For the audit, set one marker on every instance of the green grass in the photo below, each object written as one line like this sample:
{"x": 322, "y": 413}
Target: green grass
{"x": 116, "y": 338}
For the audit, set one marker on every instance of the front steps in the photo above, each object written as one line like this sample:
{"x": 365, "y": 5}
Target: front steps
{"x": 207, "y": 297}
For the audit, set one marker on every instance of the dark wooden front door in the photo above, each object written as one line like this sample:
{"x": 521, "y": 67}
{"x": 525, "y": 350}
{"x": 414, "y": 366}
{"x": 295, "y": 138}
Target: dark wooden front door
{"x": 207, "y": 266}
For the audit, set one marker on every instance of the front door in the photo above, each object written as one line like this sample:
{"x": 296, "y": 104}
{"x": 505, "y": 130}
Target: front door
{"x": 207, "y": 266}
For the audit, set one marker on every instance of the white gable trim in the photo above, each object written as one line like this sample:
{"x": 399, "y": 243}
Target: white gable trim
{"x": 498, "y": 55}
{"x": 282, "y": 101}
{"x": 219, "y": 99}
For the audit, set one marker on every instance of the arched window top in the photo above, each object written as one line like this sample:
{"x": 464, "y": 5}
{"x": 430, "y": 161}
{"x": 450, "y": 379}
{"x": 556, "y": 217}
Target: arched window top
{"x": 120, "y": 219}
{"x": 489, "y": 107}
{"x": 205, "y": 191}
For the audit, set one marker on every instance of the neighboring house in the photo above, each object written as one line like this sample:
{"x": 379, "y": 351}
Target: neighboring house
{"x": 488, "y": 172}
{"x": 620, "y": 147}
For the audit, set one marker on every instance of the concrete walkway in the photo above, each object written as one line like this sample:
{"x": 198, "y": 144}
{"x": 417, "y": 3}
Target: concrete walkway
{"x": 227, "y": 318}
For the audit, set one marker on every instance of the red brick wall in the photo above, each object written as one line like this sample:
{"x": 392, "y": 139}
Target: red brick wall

> PROBLEM
The required output is every line above that contains the string "wall".

> SOLUTION TO THE EXERCISE
For the audit, set one marker on every instance of the red brick wall in the photo above, each object written as one line like this sample:
Target: red brick wall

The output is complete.